GIVEN REQUEST
Could you turn the lines below into a numbered list, skipping any blank lines and leaving out the pictures?

>> Start EXTRACTED INFORMATION

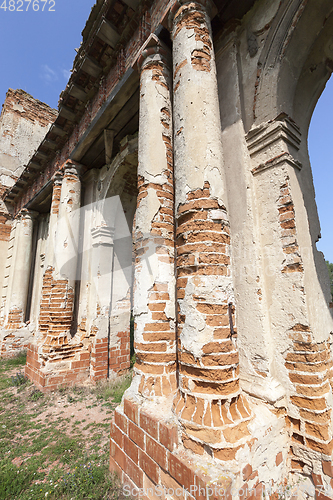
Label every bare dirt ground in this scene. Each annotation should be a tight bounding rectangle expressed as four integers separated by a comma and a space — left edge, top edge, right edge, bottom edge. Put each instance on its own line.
0, 357, 131, 500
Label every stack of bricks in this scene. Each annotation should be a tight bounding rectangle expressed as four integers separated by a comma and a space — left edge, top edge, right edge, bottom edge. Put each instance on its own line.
174, 182, 251, 460
90, 329, 130, 382
110, 397, 288, 500
39, 267, 74, 347
278, 177, 303, 273
25, 343, 90, 392
110, 398, 232, 500
134, 36, 176, 397
0, 213, 12, 241
5, 308, 24, 330
285, 324, 333, 460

>> End EXTRACTED INFORMATION

THE COMPLETED TASK
1. Label every bare dirt ground in this scene. Each annotation should be a tight bounding rectangle expressed as four integers separated by a comma and a space — left edge, top edge, right edge, bottom edge. Put each instance on its own line.
2. 0, 357, 131, 500
3. Label every stack of bricks in this scene. Each annotation should be a tight bounding rectangle expressed as four integers separated by a comma and a space — left edge, top edge, right edge, bottom edge. Put each instance on its own line.
4. 174, 182, 251, 460
5. 90, 329, 130, 382
6. 110, 397, 288, 500
7. 39, 267, 74, 347
8. 278, 177, 303, 273
9. 25, 343, 90, 392
10. 110, 398, 232, 500
11. 134, 36, 176, 397
12. 0, 213, 12, 241
13. 5, 308, 24, 330
14. 285, 324, 333, 460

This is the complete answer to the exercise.